**Task instructions**
Your task is to repeat all of the material exactly.

----- Input for this task

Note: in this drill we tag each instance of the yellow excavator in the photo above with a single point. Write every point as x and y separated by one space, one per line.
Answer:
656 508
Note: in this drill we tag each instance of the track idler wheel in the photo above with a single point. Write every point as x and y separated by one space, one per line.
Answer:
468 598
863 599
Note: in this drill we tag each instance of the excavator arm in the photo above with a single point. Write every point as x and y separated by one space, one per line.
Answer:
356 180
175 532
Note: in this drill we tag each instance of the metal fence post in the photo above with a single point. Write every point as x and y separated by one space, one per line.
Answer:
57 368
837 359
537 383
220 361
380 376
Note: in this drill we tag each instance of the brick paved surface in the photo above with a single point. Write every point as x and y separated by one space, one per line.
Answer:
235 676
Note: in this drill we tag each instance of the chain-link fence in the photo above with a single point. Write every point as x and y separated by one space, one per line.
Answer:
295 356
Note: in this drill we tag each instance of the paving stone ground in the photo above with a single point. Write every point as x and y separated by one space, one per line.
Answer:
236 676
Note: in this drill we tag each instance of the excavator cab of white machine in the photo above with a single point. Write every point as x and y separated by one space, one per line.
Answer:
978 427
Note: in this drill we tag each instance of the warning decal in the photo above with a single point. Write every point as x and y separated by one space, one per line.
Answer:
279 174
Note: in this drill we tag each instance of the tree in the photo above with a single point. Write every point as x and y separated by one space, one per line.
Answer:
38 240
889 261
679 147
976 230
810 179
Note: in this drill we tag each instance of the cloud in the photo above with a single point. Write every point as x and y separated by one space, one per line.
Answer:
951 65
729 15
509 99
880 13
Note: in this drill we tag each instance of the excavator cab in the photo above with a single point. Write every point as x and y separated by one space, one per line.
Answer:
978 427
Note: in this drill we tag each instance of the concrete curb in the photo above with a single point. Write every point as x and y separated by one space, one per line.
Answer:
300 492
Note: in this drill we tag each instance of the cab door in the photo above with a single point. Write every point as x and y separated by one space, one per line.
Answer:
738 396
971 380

----------

**Answer to the task**
Note: in this drill we tag each instance of the yellow excavator in the photo above with a single point. Write every point as x and y separated by one space, one per line.
Answer:
656 508
Note: in this drill we tag each instance of the track idler wheel in the photo above with a single point. Write every point as x and y separated by one space, one per line.
Answer:
468 598
863 599
Note: in this drill we tag each instance of the excavator arm in the photo above with a single point. Write every point as x and y separated by one space, one per line.
Answer:
356 180
175 532
Note: in this drill we tag each instance of the metal fence post in the photo above with a single point. Write every point as x and y separated by one space, one per line.
Answer:
57 368
837 359
537 383
220 361
380 376
Note: in this drill we tag each instance of the brick paved surface in the photo above with a single point. Write every point as x and y separated by one space, one per line.
Answer:
235 676
Note: in this drill we tag each instance of the chain-link fence in the photo above with a single point. Write every point as x and y separated by one space, one per line.
Answer:
295 356
Note: in this drill we tag each instance of the paving stone ground in the photo above with a single point. Write every point as x and y separated by one space, one per line.
Answer:
236 676
Note: in this drill we tag each instance of the excavator cab of white machine in the photo above with a single point. Write every point as x and y separated by one space, one per line.
Answer:
978 427
Note: in this drill we tag each instance of the warning decal in the photo above with a single point. Write every point as x and y separated by one space, one per line.
Answer:
279 174
Note: in this drill we tag each instance of the tree in the photo above with a single point. Write every point as x and y separated by one space, one per line.
Answer:
38 240
889 261
679 147
976 230
810 179
Note: in this drill we tag each instance of the cloud in the photo above with a single point. Write every point as x and y separated by one space, one per line.
Answer:
951 65
729 15
509 99
880 13
Note: in this drill we tag each instance of the excavator cab in the photo above with a single point. Write every point as x and y separated by one space, one per line.
Answer:
978 427
Note: in this drill we tag each instance of the concrete curb in the photo above with a single point. Write every point as x and y separated by one space, one per line.
Answer:
300 492
Note: in this drill we tag each instance of the cab door in the photo above with a single point. Write every point as x and y separated by one space, one per line.
Answer:
738 396
971 380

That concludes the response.